REQUIREMENT
Return the lines that run from the beginning of the entries to the line holding "small bird in this photo.", inclusive, and drop the pictures.

Stored data entries
╭──

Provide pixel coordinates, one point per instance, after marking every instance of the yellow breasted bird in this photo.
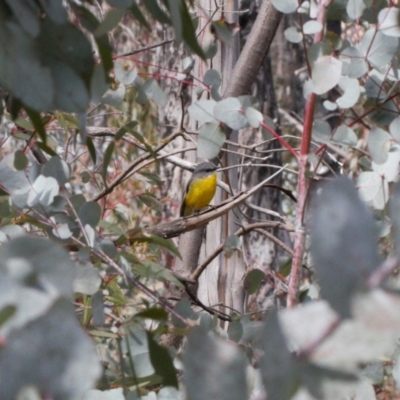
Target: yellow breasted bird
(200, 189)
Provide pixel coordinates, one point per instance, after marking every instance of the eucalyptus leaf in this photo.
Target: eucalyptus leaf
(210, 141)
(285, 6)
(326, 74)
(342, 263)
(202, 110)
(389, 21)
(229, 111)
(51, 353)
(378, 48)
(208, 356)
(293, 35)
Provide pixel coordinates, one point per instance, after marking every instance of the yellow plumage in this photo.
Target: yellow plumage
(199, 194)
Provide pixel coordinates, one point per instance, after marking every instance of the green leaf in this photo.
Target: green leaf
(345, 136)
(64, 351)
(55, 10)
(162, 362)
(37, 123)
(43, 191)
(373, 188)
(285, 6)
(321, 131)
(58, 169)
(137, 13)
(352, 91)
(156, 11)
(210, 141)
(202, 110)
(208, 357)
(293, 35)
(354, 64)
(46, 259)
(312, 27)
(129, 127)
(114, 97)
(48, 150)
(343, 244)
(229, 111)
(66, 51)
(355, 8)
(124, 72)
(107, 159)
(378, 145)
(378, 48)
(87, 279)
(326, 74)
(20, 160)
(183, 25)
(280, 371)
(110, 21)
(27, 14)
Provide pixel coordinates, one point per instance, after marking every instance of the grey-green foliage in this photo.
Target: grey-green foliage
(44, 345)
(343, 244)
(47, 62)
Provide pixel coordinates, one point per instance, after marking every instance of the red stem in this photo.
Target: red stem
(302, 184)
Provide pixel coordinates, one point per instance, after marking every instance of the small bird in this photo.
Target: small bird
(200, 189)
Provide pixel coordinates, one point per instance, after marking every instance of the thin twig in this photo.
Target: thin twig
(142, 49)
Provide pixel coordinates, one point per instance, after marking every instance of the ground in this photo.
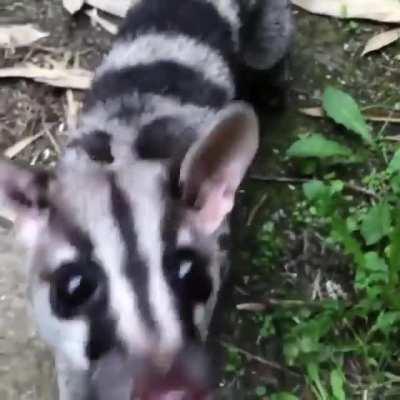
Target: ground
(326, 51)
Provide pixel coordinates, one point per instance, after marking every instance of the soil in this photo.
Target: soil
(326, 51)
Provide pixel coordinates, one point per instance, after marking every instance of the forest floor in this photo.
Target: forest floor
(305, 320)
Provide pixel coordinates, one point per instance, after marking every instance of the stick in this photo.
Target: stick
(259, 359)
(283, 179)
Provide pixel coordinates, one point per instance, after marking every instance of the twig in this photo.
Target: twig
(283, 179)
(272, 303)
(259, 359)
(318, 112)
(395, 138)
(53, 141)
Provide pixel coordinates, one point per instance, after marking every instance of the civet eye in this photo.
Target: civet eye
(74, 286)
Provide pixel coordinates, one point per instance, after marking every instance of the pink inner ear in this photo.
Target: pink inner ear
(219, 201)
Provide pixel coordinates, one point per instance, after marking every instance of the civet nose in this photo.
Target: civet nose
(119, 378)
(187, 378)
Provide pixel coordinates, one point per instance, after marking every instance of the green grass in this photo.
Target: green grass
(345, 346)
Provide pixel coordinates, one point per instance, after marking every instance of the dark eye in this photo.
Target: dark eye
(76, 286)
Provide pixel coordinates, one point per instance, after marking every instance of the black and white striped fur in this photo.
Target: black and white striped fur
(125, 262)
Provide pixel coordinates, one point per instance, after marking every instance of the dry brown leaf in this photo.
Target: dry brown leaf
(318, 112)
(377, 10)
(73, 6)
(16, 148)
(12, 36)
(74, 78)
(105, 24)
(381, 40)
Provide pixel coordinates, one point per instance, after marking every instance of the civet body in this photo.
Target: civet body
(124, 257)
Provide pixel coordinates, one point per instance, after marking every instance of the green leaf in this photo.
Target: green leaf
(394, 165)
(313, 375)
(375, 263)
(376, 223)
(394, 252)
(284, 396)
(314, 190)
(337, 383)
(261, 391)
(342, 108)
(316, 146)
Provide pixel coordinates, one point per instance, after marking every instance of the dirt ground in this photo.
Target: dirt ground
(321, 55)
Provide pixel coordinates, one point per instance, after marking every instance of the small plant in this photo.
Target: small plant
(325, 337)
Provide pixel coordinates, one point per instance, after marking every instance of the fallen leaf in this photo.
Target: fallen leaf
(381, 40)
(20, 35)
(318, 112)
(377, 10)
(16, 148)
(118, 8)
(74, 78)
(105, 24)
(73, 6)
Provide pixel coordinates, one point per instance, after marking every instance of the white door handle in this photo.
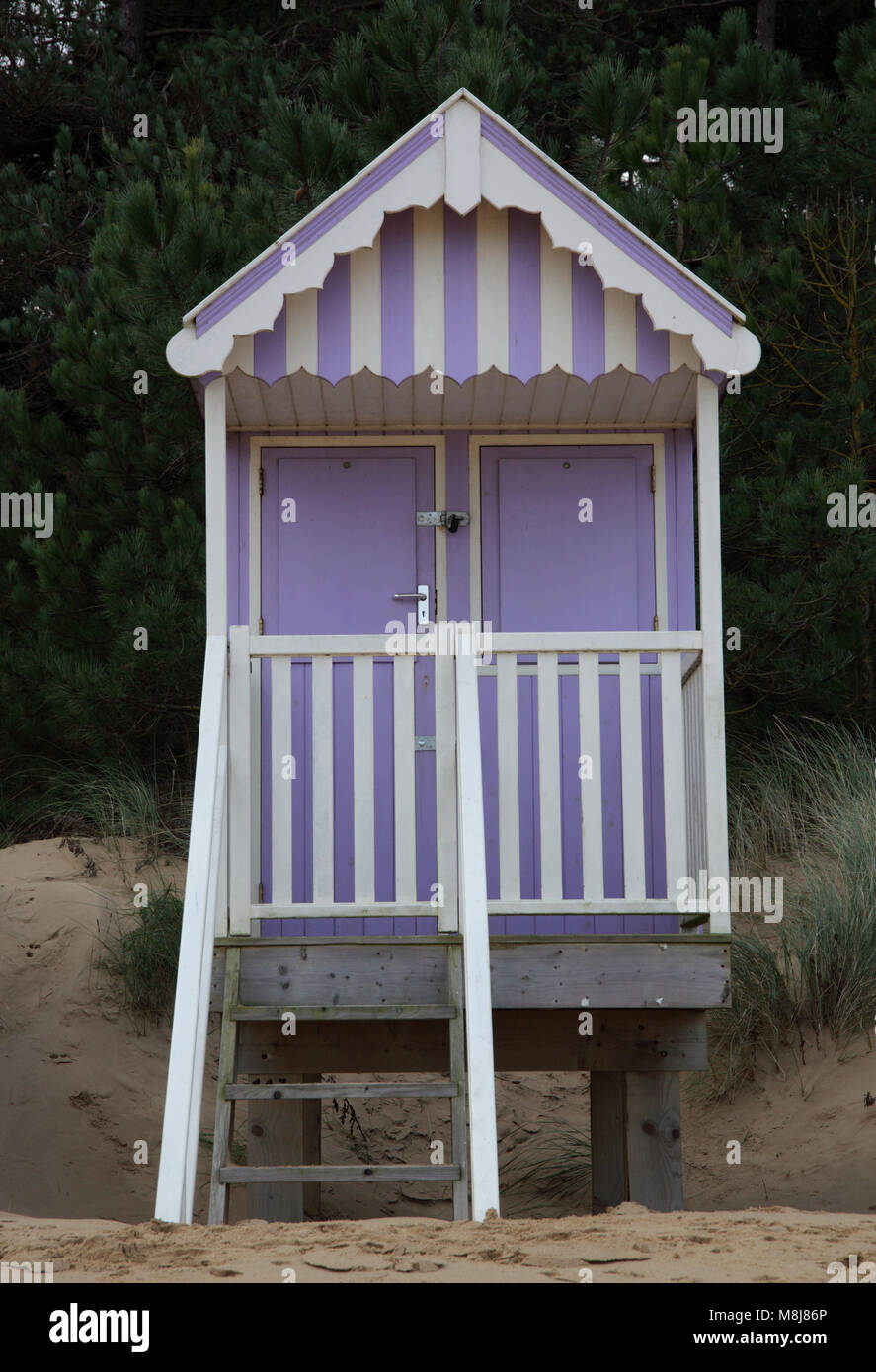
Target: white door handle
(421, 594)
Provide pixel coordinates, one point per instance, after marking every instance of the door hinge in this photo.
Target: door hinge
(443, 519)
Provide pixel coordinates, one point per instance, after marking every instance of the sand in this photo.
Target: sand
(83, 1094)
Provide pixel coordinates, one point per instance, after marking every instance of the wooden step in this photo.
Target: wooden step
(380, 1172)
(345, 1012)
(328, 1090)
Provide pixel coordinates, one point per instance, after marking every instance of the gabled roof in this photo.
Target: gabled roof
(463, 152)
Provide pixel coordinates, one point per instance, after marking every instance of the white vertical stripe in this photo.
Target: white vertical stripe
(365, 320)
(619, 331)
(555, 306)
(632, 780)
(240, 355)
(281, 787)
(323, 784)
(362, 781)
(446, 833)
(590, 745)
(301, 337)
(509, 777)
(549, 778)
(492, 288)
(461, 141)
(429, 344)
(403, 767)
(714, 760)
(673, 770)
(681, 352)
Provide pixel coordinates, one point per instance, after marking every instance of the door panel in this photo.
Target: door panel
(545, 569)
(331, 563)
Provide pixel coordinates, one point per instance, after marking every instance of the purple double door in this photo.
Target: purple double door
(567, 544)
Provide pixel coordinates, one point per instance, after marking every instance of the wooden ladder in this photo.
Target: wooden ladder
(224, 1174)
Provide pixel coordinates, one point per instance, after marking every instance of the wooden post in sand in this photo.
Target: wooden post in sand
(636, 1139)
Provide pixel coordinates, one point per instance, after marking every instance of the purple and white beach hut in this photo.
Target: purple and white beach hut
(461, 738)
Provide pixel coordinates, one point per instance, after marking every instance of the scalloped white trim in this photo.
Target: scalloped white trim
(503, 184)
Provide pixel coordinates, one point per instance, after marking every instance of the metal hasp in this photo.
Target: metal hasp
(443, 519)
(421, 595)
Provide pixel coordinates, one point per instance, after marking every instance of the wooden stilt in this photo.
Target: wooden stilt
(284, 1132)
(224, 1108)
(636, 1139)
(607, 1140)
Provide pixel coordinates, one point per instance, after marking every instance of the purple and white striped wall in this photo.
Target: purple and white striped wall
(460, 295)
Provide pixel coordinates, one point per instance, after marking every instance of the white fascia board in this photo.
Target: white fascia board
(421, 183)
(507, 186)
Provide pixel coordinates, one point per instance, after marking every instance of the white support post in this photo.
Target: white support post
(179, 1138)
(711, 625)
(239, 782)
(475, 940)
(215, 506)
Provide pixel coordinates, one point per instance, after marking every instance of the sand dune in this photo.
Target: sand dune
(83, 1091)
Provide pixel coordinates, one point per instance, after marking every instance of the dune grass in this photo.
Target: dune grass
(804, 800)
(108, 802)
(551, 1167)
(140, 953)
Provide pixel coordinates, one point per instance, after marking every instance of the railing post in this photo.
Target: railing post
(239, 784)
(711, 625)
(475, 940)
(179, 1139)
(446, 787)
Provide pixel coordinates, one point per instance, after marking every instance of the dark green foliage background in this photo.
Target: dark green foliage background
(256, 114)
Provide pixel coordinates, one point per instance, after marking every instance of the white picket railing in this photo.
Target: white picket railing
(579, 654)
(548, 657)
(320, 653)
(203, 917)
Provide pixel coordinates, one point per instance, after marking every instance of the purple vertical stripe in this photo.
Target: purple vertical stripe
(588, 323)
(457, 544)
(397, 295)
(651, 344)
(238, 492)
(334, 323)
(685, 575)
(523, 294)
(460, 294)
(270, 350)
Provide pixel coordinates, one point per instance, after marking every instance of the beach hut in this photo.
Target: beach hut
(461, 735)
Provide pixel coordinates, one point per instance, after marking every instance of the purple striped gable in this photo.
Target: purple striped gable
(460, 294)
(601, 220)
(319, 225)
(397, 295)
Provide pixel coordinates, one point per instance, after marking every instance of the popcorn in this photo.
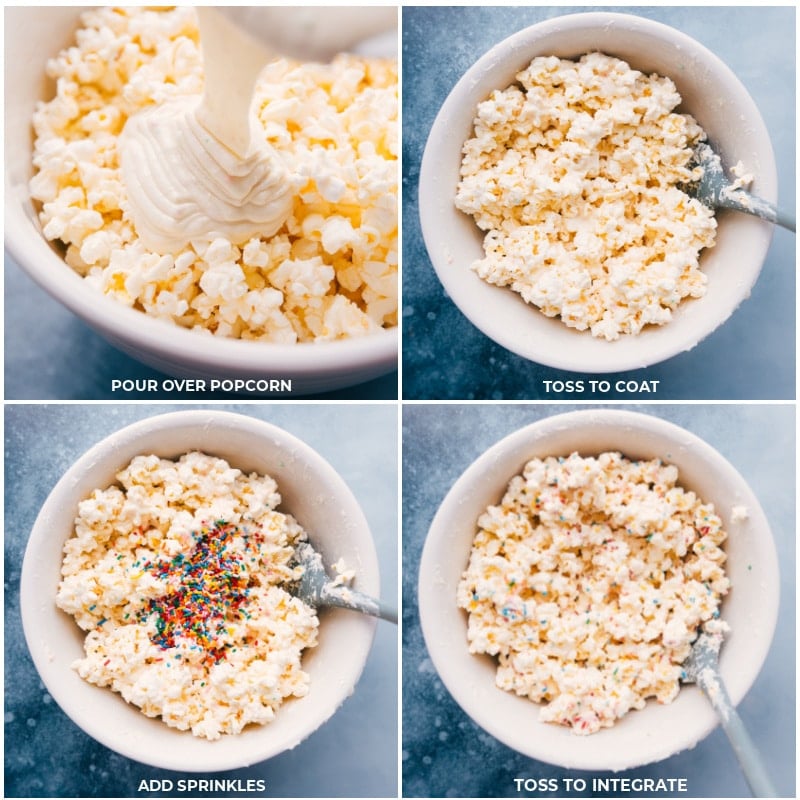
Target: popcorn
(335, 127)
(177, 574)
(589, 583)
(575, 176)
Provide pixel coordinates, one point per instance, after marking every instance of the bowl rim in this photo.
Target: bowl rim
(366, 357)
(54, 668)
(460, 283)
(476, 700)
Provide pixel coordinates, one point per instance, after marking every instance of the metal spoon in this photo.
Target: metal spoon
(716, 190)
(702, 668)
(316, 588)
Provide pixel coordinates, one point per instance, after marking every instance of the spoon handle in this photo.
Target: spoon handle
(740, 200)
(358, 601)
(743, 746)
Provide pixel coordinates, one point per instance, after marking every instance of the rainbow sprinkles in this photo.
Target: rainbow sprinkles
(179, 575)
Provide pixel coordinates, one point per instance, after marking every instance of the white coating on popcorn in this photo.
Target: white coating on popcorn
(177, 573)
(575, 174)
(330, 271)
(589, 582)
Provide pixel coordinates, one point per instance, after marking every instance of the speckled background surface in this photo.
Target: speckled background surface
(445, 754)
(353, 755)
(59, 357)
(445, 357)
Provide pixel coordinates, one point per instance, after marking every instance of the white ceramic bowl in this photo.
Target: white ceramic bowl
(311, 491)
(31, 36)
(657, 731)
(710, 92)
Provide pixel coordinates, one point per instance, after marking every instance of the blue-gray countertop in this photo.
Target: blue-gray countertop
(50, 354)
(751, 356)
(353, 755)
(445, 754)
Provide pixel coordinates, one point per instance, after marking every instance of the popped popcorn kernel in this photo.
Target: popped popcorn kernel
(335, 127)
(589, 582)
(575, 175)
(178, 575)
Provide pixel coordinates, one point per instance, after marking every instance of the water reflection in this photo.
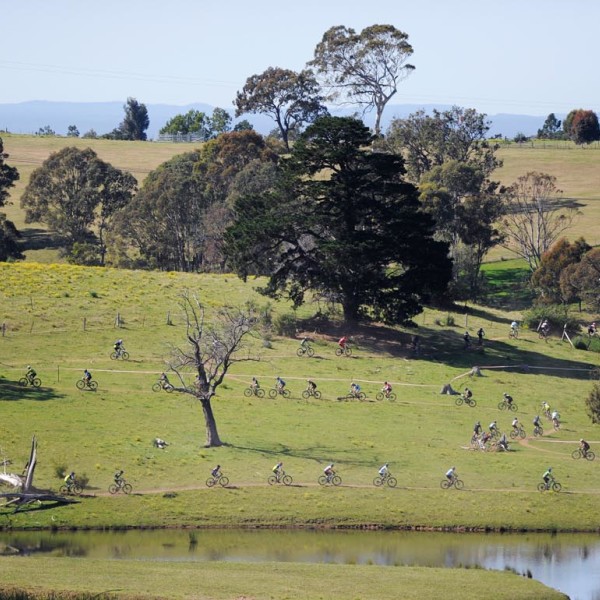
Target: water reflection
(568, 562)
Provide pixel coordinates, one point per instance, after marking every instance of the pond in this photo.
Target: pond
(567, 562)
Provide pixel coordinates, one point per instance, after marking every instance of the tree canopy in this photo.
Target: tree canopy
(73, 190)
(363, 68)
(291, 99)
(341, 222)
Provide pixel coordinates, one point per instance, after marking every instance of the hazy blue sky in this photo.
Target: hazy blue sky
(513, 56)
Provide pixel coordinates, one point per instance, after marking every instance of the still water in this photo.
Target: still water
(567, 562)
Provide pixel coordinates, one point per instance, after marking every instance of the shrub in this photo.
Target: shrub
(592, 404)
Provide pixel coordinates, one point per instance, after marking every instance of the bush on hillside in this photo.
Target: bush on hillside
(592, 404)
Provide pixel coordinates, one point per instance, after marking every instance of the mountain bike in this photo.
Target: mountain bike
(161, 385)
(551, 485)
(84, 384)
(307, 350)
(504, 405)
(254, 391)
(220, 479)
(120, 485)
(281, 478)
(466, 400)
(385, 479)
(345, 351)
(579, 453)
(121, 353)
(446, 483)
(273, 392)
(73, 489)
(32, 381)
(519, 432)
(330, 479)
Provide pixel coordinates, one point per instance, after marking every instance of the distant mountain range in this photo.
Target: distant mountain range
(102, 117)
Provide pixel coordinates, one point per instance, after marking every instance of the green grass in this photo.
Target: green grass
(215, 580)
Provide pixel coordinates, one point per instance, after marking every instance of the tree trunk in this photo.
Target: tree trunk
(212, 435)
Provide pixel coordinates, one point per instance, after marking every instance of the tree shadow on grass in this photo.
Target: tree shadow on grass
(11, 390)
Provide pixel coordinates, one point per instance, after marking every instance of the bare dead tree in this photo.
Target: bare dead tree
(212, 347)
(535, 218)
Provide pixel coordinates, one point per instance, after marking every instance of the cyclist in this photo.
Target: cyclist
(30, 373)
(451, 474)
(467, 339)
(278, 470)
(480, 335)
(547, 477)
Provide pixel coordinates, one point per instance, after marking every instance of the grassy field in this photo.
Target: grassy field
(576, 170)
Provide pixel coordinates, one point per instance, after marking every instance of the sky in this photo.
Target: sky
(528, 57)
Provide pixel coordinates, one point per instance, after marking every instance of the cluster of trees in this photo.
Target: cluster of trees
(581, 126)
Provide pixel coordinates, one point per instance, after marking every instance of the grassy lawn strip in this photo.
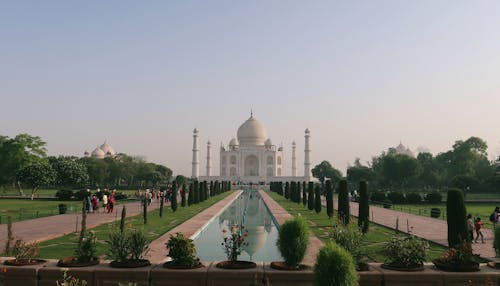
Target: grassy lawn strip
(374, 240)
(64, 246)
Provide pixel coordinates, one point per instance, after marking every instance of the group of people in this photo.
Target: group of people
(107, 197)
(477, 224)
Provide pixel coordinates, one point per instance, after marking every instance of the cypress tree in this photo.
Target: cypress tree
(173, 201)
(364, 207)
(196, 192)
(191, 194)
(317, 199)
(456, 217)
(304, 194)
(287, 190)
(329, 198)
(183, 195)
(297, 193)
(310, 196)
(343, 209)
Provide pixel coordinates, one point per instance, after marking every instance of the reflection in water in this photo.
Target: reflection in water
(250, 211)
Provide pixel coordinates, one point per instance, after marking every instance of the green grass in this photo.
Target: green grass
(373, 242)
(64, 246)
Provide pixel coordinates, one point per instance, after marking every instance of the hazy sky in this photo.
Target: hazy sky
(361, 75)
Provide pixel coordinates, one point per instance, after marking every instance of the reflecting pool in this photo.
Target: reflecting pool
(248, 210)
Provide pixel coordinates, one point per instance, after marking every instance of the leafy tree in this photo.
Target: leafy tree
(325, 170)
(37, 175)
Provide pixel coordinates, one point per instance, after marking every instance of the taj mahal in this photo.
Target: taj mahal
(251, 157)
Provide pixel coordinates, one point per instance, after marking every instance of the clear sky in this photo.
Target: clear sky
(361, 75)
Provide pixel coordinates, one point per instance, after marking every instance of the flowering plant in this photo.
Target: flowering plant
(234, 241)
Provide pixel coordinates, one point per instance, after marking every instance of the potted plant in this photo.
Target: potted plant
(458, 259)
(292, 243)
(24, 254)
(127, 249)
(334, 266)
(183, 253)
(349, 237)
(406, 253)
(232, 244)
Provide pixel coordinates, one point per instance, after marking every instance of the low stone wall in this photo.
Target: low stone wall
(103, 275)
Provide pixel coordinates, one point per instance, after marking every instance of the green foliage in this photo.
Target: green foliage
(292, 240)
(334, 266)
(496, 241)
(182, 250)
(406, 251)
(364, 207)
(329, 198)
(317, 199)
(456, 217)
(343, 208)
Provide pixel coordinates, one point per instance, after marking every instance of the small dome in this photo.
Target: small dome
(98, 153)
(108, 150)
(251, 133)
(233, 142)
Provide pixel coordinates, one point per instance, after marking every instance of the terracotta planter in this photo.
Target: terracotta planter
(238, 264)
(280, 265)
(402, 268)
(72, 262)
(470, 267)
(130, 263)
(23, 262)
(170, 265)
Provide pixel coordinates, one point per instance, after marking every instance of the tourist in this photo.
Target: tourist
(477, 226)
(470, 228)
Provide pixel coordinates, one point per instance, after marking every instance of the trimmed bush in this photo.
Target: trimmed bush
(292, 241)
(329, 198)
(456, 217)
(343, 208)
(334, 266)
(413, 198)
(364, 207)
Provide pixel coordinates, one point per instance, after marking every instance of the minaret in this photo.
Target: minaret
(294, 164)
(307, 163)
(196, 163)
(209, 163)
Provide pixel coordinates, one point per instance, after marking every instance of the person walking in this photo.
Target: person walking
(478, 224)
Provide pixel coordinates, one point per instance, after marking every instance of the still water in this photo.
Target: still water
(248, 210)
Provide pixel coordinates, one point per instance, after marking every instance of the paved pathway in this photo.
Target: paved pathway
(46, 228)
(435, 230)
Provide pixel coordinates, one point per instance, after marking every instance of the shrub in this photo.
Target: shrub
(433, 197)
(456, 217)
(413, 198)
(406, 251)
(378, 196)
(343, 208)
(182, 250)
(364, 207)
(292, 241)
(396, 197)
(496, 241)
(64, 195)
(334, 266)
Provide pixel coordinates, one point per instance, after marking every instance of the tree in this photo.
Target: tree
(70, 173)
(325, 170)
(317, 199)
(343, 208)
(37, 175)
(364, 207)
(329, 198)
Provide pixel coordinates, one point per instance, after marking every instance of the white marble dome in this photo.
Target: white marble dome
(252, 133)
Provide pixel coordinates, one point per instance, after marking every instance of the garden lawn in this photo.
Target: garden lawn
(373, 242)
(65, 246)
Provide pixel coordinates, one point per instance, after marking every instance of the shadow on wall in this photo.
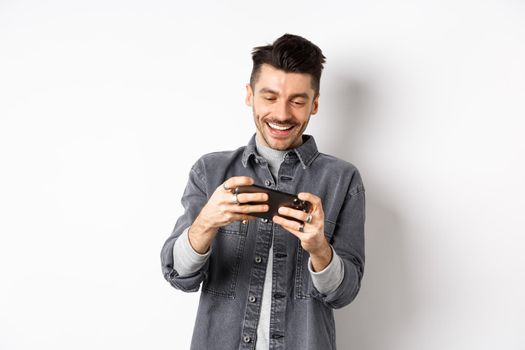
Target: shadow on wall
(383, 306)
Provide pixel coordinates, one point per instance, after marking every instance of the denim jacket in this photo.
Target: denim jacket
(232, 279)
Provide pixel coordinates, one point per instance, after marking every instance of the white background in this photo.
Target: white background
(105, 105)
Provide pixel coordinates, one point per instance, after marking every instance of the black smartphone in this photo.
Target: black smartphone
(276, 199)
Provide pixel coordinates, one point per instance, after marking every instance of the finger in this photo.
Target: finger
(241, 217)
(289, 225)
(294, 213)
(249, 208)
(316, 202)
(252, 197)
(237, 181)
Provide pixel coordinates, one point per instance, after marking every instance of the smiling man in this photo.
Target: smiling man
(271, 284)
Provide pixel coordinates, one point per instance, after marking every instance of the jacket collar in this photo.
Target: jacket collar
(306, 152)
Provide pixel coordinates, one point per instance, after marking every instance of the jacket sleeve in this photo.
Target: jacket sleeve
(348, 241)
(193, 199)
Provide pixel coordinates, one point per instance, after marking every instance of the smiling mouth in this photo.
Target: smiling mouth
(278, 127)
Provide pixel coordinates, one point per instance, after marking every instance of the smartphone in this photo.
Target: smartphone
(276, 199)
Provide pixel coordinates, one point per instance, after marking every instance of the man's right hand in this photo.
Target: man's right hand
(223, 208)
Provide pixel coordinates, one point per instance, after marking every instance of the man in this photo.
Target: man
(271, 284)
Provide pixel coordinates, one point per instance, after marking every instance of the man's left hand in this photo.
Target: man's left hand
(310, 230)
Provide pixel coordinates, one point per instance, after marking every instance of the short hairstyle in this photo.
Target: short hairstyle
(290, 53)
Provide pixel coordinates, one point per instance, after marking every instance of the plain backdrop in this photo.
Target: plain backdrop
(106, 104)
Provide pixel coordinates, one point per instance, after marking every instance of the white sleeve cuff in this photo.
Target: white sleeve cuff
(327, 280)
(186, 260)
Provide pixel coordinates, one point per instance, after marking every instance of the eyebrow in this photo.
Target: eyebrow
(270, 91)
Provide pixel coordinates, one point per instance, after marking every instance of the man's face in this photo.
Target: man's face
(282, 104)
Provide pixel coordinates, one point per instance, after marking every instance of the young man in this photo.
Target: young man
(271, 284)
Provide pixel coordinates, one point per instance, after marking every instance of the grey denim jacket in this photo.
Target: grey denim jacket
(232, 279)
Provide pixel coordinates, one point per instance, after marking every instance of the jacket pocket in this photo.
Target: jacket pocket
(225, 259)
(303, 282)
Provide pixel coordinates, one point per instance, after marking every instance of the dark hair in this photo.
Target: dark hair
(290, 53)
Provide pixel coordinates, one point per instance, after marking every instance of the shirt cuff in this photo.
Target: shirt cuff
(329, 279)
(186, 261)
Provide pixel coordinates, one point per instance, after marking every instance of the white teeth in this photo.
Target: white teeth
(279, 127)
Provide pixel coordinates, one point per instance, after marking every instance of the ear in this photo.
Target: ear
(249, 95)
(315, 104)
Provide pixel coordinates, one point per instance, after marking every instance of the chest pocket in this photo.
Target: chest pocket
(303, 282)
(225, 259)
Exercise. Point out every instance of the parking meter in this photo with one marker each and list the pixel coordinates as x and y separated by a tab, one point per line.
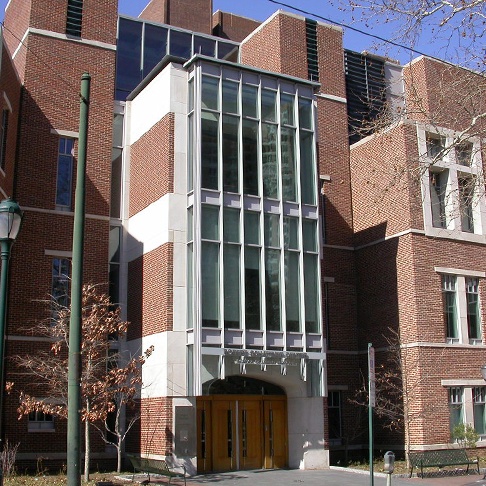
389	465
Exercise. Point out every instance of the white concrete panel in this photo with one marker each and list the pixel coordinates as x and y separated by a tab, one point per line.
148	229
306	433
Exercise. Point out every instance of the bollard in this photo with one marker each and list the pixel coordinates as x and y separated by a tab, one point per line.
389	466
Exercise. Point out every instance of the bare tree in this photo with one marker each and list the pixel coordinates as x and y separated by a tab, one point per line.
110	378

╰──

ANSWER SECTION
Provide pixel coordinates, one point per instance, after marking every instance of the yellow breasted bird in this photo.
Target: yellow breasted bird
(200, 189)
Provide pixel coordinates, one point per instance, after marking every instance of the eucalyptus leaf in this photo.
Target: eucalyptus leaf
(210, 141)
(285, 6)
(326, 74)
(342, 263)
(202, 110)
(389, 21)
(229, 111)
(51, 353)
(378, 48)
(208, 356)
(293, 35)
Provide pixel coordinates, one point per instance, after marking every instance of the yellow plumage in this photo.
Target: yellow plumage
(199, 194)
Provide pixel coordinates, one point per instance, after marking every instance of the green leaf in this photo.
Target: green leaf
(345, 136)
(64, 351)
(55, 10)
(162, 362)
(37, 123)
(43, 191)
(373, 188)
(285, 6)
(321, 131)
(58, 169)
(137, 13)
(352, 91)
(156, 11)
(210, 141)
(202, 110)
(208, 357)
(293, 35)
(354, 64)
(46, 259)
(312, 27)
(129, 127)
(114, 97)
(48, 150)
(343, 244)
(229, 111)
(66, 51)
(355, 8)
(124, 72)
(107, 159)
(378, 145)
(378, 48)
(87, 279)
(326, 74)
(20, 160)
(183, 25)
(280, 371)
(110, 21)
(27, 14)
Provide pixel coordinates, one point per instance, after marking every instance of the grey-green foliage in this photo.
Target: grey-green foliage
(44, 345)
(343, 244)
(47, 62)
Provide pixel coordinates, one point per instance, after marking every instance of the red stem in this photo.
Target: red stem
(302, 184)
Provide pixel coordinates, one point per instance, after marking every instance of the small bird in this photo.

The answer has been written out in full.